(Recorded data)
• • •

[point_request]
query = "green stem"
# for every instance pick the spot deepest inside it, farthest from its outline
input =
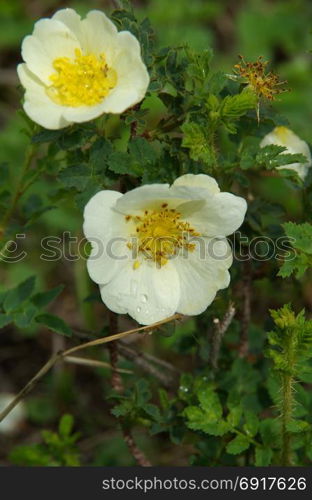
(287, 396)
(18, 191)
(287, 404)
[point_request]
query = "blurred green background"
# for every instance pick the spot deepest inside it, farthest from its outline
(280, 31)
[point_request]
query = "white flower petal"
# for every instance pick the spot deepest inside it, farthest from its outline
(152, 196)
(50, 40)
(82, 114)
(148, 294)
(220, 215)
(202, 273)
(283, 136)
(106, 258)
(99, 33)
(72, 20)
(101, 221)
(37, 104)
(198, 181)
(57, 40)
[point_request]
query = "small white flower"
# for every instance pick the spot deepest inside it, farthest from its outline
(283, 136)
(161, 249)
(77, 69)
(13, 420)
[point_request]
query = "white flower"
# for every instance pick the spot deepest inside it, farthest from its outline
(161, 249)
(283, 136)
(13, 420)
(77, 69)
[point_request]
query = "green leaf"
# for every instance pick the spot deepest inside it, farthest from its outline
(251, 424)
(210, 403)
(24, 318)
(16, 296)
(301, 235)
(197, 421)
(233, 107)
(152, 411)
(142, 152)
(264, 456)
(5, 319)
(100, 152)
(269, 431)
(298, 426)
(42, 299)
(47, 136)
(54, 323)
(122, 409)
(234, 416)
(196, 140)
(119, 162)
(237, 445)
(66, 425)
(76, 176)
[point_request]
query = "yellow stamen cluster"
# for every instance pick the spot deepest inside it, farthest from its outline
(264, 84)
(160, 235)
(84, 81)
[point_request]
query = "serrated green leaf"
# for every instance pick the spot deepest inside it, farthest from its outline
(263, 456)
(152, 411)
(24, 318)
(251, 424)
(16, 296)
(298, 426)
(119, 162)
(122, 409)
(301, 235)
(76, 176)
(234, 416)
(42, 299)
(233, 107)
(66, 425)
(210, 403)
(54, 323)
(5, 319)
(196, 140)
(237, 445)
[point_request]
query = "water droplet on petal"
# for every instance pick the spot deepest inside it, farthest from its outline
(133, 287)
(182, 388)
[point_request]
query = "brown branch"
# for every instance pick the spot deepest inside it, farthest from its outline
(56, 357)
(140, 360)
(118, 386)
(246, 310)
(219, 330)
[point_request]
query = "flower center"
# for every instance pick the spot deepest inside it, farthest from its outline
(160, 235)
(84, 81)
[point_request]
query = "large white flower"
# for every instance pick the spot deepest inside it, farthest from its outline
(77, 69)
(283, 136)
(161, 249)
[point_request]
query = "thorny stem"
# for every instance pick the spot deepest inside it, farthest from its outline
(18, 192)
(246, 311)
(287, 395)
(118, 386)
(287, 404)
(218, 334)
(59, 356)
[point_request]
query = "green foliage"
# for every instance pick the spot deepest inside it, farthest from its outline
(196, 118)
(23, 307)
(300, 238)
(290, 349)
(56, 449)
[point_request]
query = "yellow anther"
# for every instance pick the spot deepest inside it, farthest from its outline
(83, 81)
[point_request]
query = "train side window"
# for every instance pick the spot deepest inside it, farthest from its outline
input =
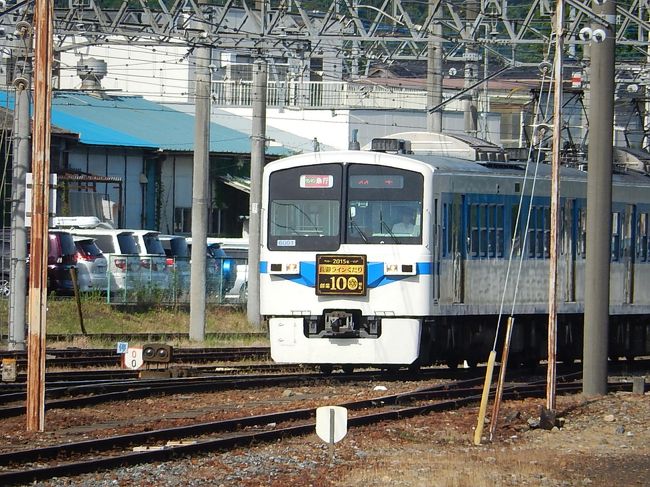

• • •

= EXERCISE PROMPT =
Tally the lines in the entries above that contain the word "green", and give only the number.

= TASK RESULT =
5